# [TASK REQUIREMENTS]
Reproduce all the items below, replacing each occurrence of "rough mask" with "coarse mask" and leaving everything else as it is. Omit the pictures from your copy.

━━ SUPPLIED MATERIAL ━━

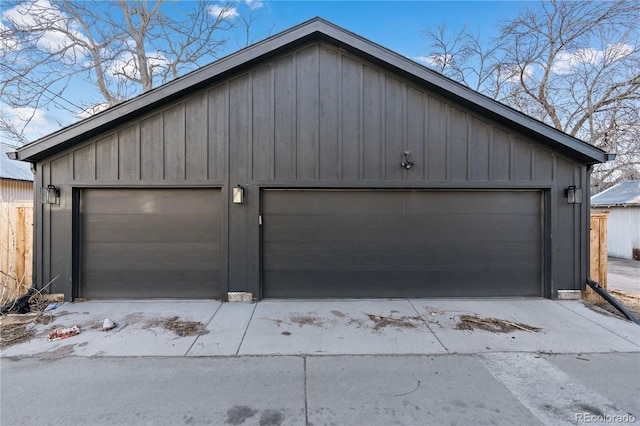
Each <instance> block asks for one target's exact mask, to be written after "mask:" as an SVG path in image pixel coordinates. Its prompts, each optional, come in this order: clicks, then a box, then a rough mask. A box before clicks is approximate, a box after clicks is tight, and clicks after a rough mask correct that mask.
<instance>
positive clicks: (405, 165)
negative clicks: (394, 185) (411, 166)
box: [400, 151, 414, 170]
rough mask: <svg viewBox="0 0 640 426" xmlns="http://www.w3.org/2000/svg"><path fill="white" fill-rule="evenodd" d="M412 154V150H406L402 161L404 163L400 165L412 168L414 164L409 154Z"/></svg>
mask: <svg viewBox="0 0 640 426" xmlns="http://www.w3.org/2000/svg"><path fill="white" fill-rule="evenodd" d="M410 154H411V152H409V151H405V152H404V160H403V161H402V163H400V165H401V166H402V167H404V168H405V169H407V170H409V169H410V168H411V166H413V164H414V163H413V161H411V160H409V155H410Z"/></svg>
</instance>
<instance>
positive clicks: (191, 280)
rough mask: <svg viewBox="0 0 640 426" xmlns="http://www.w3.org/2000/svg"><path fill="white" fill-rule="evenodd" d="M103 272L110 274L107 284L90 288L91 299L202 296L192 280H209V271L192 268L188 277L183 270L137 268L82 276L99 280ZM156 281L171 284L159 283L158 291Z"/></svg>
mask: <svg viewBox="0 0 640 426" xmlns="http://www.w3.org/2000/svg"><path fill="white" fill-rule="evenodd" d="M105 273H108V274H109V277H110V282H109V287H108V288H96V289H92V291H91V298H94V299H112V298H114V297H115V298H120V299H140V298H146V297H142V296H141V295H153V298H170V299H197V298H202V297H203V295H202V289H201V288H199V287H197V286H194V285H193V281H194V280H197V281H202V282H207V281H209V282H210V273H209V271H195V272H193V273H191V274H190V276H189V277H188V278H187V277H186V275H185V274H184V273H180V272H176V271H161V270H158V271H141V270H139V269H134V270H118V271H109V270H96V271H92V272H90V273H87V274H86V275H85V279H86V280H88V281H93V282H98V281H100V280H102V279H103V276H104V274H105ZM156 283H170V285H166V284H165V285H162V292H161V293H158V284H156ZM114 295H116V296H114ZM150 297H151V296H150ZM205 297H219V295H218V294H216V295H211V296H209V295H205Z"/></svg>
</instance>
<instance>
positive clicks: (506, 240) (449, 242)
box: [262, 190, 543, 297]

━━━

# [TASK RESPONSE]
Each <instance> block asks for one target's exact mask, to be written after "mask:" as an SVG path in image pixel coordinates. Its prompts, each optional, come in this order: clicks, then a box, then a coarse mask. A box before clicks is approximate, a box after clicks is tight, and clicks after a coarse mask correct that mask.
<instance>
positive clicks: (405, 165)
negative clicks: (394, 185) (411, 166)
box: [400, 151, 414, 170]
coarse mask: <svg viewBox="0 0 640 426" xmlns="http://www.w3.org/2000/svg"><path fill="white" fill-rule="evenodd" d="M412 154V150H406L402 161L404 163L400 165L412 168L414 164L409 154Z"/></svg>
mask: <svg viewBox="0 0 640 426" xmlns="http://www.w3.org/2000/svg"><path fill="white" fill-rule="evenodd" d="M410 154H411V152H409V151H405V152H404V160H403V161H402V163H400V165H401V166H402V167H404V168H405V169H407V170H409V169H410V168H411V166H413V164H414V163H413V161H411V160H409V155H410Z"/></svg>
</instance>
<instance>
positive clicks: (191, 280)
coarse mask: <svg viewBox="0 0 640 426" xmlns="http://www.w3.org/2000/svg"><path fill="white" fill-rule="evenodd" d="M103 272L110 274L107 284L90 288L91 299L202 296L192 280H209V271L192 268L188 277L183 270L137 268L82 276L99 280ZM156 281L171 284L159 283L158 291Z"/></svg>
mask: <svg viewBox="0 0 640 426" xmlns="http://www.w3.org/2000/svg"><path fill="white" fill-rule="evenodd" d="M105 273H108V274H109V277H110V282H109V287H108V288H96V289H92V291H91V298H94V299H112V298H114V297H115V298H120V299H140V298H146V297H142V296H141V295H153V298H170V299H197V298H202V297H203V295H202V289H201V288H199V287H197V286H194V285H193V281H194V280H197V281H202V282H207V281H209V282H210V273H209V271H195V272H193V273H191V274H190V276H189V277H188V278H187V277H186V275H185V274H184V273H180V272H176V271H161V270H158V271H141V270H139V269H134V270H118V271H109V270H96V271H92V272H90V273H87V274H86V275H85V279H86V280H88V281H93V282H98V281H100V280H102V279H103V276H104V274H105ZM156 283H170V285H166V284H165V285H162V292H161V293H158V284H156ZM114 295H116V296H114ZM150 297H151V296H150ZM205 297H219V295H218V294H216V295H211V296H209V295H205Z"/></svg>
</instance>
<instance>
positive clicks: (506, 240) (449, 242)
box: [262, 190, 543, 297]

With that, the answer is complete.